* [Problem]:
Turn every line of all the entries below into a numbered list, omitting any blank lines.

━━━ Material for this exercise

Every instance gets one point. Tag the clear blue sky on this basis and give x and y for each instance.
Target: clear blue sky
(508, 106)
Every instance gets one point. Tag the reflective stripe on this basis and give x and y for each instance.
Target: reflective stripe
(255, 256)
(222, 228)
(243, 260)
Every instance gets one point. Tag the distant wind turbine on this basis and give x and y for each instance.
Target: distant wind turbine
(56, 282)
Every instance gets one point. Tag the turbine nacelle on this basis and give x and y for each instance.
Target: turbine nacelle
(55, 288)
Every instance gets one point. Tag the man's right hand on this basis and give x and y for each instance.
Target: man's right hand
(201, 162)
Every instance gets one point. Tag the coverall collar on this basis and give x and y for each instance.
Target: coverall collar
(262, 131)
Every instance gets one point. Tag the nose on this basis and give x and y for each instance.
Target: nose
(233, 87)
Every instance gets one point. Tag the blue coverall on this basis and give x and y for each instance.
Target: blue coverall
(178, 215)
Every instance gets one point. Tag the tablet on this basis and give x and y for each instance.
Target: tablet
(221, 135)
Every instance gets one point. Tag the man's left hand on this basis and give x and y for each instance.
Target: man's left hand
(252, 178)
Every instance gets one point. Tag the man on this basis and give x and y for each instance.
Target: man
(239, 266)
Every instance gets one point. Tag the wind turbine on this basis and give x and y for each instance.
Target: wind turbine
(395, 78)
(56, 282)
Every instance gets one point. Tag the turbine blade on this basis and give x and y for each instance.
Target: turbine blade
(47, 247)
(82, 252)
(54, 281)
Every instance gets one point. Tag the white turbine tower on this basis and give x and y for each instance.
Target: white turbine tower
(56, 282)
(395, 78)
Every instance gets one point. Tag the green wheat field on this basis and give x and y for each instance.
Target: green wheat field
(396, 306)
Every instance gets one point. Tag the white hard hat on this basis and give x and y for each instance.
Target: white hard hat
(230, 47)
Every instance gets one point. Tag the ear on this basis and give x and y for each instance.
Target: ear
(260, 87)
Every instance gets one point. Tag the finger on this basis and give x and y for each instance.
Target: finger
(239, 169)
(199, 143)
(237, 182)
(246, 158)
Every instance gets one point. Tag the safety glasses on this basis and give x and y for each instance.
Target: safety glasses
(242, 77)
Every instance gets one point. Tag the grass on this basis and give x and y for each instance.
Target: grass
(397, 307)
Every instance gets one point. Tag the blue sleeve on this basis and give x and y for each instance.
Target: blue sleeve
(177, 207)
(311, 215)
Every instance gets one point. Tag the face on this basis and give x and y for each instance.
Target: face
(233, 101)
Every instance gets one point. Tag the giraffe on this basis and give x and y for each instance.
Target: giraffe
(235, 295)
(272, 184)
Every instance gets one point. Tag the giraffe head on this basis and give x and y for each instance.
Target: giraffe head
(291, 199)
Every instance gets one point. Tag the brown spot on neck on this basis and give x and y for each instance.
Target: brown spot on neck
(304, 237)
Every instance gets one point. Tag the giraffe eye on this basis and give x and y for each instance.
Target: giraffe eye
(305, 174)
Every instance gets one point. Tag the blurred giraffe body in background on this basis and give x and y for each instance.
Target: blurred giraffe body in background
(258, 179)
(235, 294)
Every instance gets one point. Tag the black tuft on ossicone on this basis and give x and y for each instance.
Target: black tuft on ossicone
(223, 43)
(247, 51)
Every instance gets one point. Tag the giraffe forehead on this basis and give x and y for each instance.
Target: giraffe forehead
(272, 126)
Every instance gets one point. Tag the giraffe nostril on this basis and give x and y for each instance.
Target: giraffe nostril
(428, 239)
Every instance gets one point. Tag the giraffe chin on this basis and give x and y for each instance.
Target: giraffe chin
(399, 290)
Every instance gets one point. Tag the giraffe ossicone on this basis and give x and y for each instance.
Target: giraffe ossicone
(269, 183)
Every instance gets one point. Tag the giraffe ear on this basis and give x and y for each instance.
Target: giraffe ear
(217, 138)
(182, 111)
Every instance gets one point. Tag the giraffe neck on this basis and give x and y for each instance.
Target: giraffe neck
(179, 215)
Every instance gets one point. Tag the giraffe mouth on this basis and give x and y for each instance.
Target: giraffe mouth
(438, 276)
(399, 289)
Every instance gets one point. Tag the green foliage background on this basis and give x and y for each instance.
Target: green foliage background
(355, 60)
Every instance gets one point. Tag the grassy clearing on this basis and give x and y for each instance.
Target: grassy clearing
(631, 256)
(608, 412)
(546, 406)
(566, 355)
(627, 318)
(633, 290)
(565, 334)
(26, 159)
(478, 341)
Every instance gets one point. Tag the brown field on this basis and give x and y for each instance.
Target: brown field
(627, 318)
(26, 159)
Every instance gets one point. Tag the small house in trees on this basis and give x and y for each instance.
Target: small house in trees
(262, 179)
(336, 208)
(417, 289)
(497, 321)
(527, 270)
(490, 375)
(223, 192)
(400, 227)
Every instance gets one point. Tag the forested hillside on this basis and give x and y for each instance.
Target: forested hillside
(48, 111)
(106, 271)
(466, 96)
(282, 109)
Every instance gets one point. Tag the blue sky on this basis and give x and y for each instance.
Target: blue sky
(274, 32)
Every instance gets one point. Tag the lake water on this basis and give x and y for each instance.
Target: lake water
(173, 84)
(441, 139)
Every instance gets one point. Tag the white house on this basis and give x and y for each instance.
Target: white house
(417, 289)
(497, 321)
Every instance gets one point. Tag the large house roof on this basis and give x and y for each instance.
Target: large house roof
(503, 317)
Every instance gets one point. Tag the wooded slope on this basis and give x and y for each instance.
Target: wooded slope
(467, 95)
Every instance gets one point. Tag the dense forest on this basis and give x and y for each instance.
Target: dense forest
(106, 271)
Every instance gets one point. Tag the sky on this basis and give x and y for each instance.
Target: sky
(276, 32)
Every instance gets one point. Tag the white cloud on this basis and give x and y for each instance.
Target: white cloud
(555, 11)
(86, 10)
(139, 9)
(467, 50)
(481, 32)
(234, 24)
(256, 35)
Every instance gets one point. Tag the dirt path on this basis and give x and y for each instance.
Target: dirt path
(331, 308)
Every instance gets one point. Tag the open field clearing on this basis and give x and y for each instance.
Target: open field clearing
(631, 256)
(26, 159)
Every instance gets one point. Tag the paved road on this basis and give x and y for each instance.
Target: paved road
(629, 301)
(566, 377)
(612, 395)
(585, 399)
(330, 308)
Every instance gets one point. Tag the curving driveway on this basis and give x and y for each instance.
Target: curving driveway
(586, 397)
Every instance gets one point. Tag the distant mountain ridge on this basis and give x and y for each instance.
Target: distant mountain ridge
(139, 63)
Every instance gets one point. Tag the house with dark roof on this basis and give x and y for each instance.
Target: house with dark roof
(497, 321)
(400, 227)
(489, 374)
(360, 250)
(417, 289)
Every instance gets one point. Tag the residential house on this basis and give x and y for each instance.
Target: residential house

━━━━━━

* [Task output]:
1. Every instance gets one point. Tag the clear blue sky on this basis and give x and y for each instance.
2. Target: clear blue sky
3. (508, 106)
4. Every instance gets one point. Tag the reflective stripe on this basis and give x and y for each instance.
5. Target: reflective stripe
6. (255, 256)
7. (222, 228)
8. (243, 260)
9. Every instance gets one point. Tag the distant wind turbine on this basis and give x and y for each instance.
10. Target: distant wind turbine
11. (56, 282)
12. Every instance gets one point. Tag the turbine nacelle on this basis and give x and y for each instance.
13. Target: turbine nacelle
14. (55, 288)
15. Every instance gets one point. Tag the man's right hand on this basis and give x and y for each instance.
16. Target: man's right hand
17. (201, 162)
18. Every instance gets one point. Tag the coverall collar on this basis and give x and y for each instance.
19. Target: coverall collar
20. (262, 131)
21. Every instance gets one point. Tag the nose on this basis and give x and y for each instance.
22. Target: nose
23. (233, 87)
24. Every instance gets one point. Tag the blue coverall on this basis and give x and y for each instance.
25. Target: blue coverall
26. (178, 215)
27. Every instance gets one point. Tag the tablet on this basis and give x and y for each instance.
28. Target: tablet
29. (221, 135)
30. Every instance gets one point. Tag the man's left hand on this basis and give x and y for each instance.
31. Target: man's left hand
32. (252, 178)
33. Every instance gets one point. Tag the man on this basis and give x and y for each instance.
34. Target: man
35. (239, 266)
36. Every instance gets one point. Tag the wind turbine on this basis and give x and y for each instance.
37. Target: wind turbine
38. (395, 78)
39. (56, 282)
40. Every instance gets one point. Tag the turbine blade on this basis and give x and y for each instance.
41. Target: turbine blade
42. (47, 247)
43. (82, 252)
44. (54, 281)
45. Every instance gets one point. Tag the white turbine tower on this basis and give x and y for each instance.
46. Target: white turbine tower
47. (56, 282)
48. (395, 78)
49. Every instance gets one point. Tag the green wheat field on this basis and give x and y for each instance.
50. Target: green wheat field
51. (396, 306)
52. Every instance gets one point. Tag the white hard hat on this basis and give x and y for each instance.
53. Target: white hard hat
54. (230, 47)
55. Every instance gets one point. Tag the ear on this basis and give x and y for each instance.
56. Target: ear
57. (260, 87)
58. Every instance gets one point. Tag the finger on this basis and give x and y for each instance.
59. Target: finger
60. (239, 169)
61. (199, 143)
62. (237, 182)
63. (246, 158)
64. Every instance gets one point. Tag the safety glasses on this basis and give x and y for each instance.
65. Target: safety glasses
66. (242, 77)
67. Every instance gets one point. Tag the grass on this basis and give x and y for each instance.
68. Target: grass
69. (397, 307)
70. Every instance gets one point. Tag the blue sleeve on this basis and give x and y for each instance.
71. Target: blue sleeve
72. (177, 207)
73. (311, 215)
74. Every instance gets one point. Tag the face on this basis and give x and y for each instance.
75. Target: face
76. (233, 101)
77. Every instance gets one point. Tag the giraffe on this basis and give x and y for each instance.
78. Target: giraffe
79. (235, 295)
80. (272, 184)
81. Every instance gets one point. Tag the giraffe head on this basis and give x and y for each instance.
82. Target: giraffe head
83. (291, 199)
84. Every instance gets one point. Tag the brown spot on neck on this basis and give x and y for each instance.
85. Target: brown spot on neck
86. (304, 237)
87. Every instance gets one point. Tag the giraffe eye on this basis and give x and y for each instance.
88. Target: giraffe eye
89. (305, 174)
90. Every instance gets one point. Tag the blurred giraffe body in background on this basis and give x and y for each instance.
91. Target: blurred giraffe body in background
92. (258, 179)
93. (235, 294)
94. Every instance gets one point. Tag the black tuft on ossicone on this basis and give x and y for each instance.
95. Target: black tuft on ossicone
96. (223, 43)
97. (247, 51)
98. Every instance gets one point. Tag the giraffe forehead on this basis and give x and y for each instance.
99. Target: giraffe forehead
100. (272, 126)
101. Every instance gets one point. Tag the giraffe nostril on this basis and give x and y for each instance.
102. Target: giraffe nostril
103. (428, 239)
104. Every instance gets one point. Tag the giraffe chin on this basis and give x and y for each instance.
105. Target: giraffe chin
106. (399, 290)
107. Every instance gets one point. Tag the giraffe ossicone on this basis and give x and y for each instance.
108. Target: giraffe ossicone
109. (269, 183)
110. Every instance gets one point. Tag the giraffe ear on this basis and give x and y for each instance.
111. Target: giraffe ear
112. (217, 138)
113. (182, 111)
114. Every instance gets one point. Tag the giraffe neck on this basis and give x and y for each instance.
115. Target: giraffe neck
116. (179, 215)
117. Every instance gets one point. Tag the giraffe mouth on this basis and give x and y for each instance.
118. Target: giraffe mouth
119. (438, 276)
120. (399, 289)
121. Every instance gets one point. Tag the green foliage background on this basis and give x and y for each instance.
122. Target: green foliage background
123. (355, 60)
124. Every instance gets one point. Tag the grassy clearing on this basis and give x and y for each instance.
125. Target: grassy clearing
126. (631, 256)
127. (608, 412)
128. (546, 406)
129. (566, 355)
130. (627, 318)
131. (633, 290)
132. (565, 334)
133. (26, 159)
134. (478, 341)
135. Every instance gets one point. Tag the brown field on this basis and give x and y for each instance.
136. Target: brown field
137. (627, 318)
138. (26, 159)
139. Every instance gets one point. Tag the small house in trees on this basis and give x and y for each instance.
140. Target: small house in trees
141. (262, 179)
142. (336, 208)
143. (417, 289)
144. (497, 321)
145. (527, 270)
146. (490, 375)
147. (223, 192)
148. (400, 227)
149. Every instance gets one point. Tag the forested hillside on this basis and give x and y for each instance.
150. Target: forested hillside
151. (48, 111)
152. (106, 271)
153. (466, 96)
154. (282, 109)
155. Every instance gets one point. Tag the blue sky on this basis and give x and y for each instance.
156. Target: blue sky
157. (274, 32)
158. Every instance gets one point. Tag the lake water on this basis and give x and y for each instance.
159. Target: lake water
160. (173, 84)
161. (441, 139)
162. Every instance gets one point. Tag the white house on this basis and give x and y for each instance.
163. Target: white house
164. (417, 289)
165. (497, 321)
166. Every instance gets one point. Tag the large house roof on this basis and give x and y for each instance.
167. Target: large house roof
168. (503, 317)
169. Every instance gets one point. Tag the wooded slope on this basis and give x and y for each instance.
170. Target: wooded slope
171. (467, 95)
172. Every instance gets one point. Tag the dense forest on this basis and give x and y for each instance.
173. Target: dense forest
174. (106, 271)
175. Every instance gets one point. Tag the sky on this basis and give x and y for each instance.
176. Target: sky
177. (276, 32)
178. Every instance gets one point. Tag the white cloud on this basis and give x and y for each instance.
179. Target: white cloud
180. (555, 11)
181. (86, 10)
182. (139, 9)
183. (467, 50)
184. (481, 32)
185. (234, 24)
186. (256, 35)
187. Every instance gets one point. Tag the dirt path on this basis and give x and y for each instance.
188. Target: dirt path
189. (331, 308)
190. Every instance gets one point. Tag the open field clearing on this basis and give x and y for each instance.
191. Target: open field clearing
192. (631, 256)
193. (26, 159)
194. Every instance gets one point. Tag the paved road on this basis and give x and y for each instance.
195. Target: paved road
196. (629, 301)
197. (566, 377)
198. (612, 395)
199. (585, 399)
200. (330, 308)
201. Every instance gets one point. Tag the curving driveway on this basis and give x and y for each instance.
202. Target: curving driveway
203. (586, 397)
204. Every instance gets one point. Tag the distant mountain ridge on this basis and give x and y for each instance.
205. Target: distant mountain ridge
206. (139, 63)
207. Every instance gets one point. Tag the house with dark roof on this basis and give x and y for each instance.
208. Target: house with dark roof
209. (497, 321)
210. (400, 227)
211. (489, 374)
212. (360, 250)
213. (417, 289)
214. Every instance gets one point. Tag the residential house on this basis and give x and y for each instance.
215. Target: residential house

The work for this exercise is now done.